** START OF Material for this exercise **

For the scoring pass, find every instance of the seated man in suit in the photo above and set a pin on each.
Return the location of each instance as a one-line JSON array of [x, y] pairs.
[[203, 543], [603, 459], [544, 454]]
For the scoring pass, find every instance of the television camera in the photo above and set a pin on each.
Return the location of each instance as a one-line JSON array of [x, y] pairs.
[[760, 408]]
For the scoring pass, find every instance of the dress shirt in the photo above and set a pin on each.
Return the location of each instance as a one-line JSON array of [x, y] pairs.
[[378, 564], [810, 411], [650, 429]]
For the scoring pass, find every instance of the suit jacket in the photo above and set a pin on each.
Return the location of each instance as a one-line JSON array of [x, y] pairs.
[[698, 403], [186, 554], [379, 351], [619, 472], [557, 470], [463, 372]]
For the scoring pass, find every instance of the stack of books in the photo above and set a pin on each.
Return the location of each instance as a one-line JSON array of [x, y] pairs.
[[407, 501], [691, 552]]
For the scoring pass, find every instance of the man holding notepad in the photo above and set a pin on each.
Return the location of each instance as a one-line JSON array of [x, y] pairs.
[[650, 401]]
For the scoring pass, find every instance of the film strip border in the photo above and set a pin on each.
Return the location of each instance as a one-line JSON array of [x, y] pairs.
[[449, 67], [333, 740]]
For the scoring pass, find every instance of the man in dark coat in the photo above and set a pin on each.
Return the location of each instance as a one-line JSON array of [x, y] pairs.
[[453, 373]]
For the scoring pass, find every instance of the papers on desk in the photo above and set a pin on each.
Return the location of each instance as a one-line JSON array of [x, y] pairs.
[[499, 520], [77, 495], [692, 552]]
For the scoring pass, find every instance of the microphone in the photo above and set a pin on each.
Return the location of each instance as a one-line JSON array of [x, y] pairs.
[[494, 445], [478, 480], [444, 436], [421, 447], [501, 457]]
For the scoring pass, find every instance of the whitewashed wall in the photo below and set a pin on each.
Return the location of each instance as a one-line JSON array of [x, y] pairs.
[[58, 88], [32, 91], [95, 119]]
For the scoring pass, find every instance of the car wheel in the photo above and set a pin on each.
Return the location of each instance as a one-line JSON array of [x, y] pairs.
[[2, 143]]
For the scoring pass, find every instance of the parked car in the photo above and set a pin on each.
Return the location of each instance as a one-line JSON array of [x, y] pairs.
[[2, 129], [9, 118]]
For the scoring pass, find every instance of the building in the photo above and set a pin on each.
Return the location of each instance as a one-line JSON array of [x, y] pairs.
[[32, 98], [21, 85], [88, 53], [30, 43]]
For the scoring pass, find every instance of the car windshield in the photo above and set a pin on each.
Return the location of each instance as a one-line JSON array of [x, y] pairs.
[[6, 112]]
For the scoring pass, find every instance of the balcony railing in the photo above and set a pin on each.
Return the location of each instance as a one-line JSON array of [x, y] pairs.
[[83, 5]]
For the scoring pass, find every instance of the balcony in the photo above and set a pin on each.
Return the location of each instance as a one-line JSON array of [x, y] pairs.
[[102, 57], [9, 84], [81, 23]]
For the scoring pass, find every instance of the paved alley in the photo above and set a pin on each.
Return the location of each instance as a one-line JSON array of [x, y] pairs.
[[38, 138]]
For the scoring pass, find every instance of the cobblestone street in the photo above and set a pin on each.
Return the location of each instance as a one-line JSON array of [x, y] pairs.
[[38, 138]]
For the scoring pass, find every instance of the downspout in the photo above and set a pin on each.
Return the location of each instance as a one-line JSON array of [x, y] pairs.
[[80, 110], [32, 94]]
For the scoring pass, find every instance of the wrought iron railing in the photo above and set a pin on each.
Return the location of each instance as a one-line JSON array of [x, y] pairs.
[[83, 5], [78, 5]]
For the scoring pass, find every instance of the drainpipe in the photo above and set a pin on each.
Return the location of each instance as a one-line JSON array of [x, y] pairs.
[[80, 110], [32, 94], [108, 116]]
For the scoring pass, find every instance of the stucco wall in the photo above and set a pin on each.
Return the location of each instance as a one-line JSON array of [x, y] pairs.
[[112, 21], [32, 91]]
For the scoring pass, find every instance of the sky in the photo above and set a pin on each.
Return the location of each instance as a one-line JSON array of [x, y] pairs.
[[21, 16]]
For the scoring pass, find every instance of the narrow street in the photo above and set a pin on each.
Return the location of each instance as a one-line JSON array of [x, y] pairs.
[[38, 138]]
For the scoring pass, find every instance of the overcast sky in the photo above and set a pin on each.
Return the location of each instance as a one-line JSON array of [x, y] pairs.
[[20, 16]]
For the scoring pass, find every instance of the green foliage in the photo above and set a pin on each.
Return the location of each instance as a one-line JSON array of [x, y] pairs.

** END OF Material for this exercise **

- Requirements: Write out the lines in the rows above as a numbered list, starting with the line that contains "For the scoring pass, find every instance of the downspout" and going on through the line that contains "[[80, 110], [32, 94]]", and skip any blank lines.

- Correct answer:
1. For the scoring pass, find every instance of the downspout in the photo above and set a pin on each.
2. Return the location of each instance as a one-line JSON array of [x, y] pairs.
3. [[80, 110], [32, 94]]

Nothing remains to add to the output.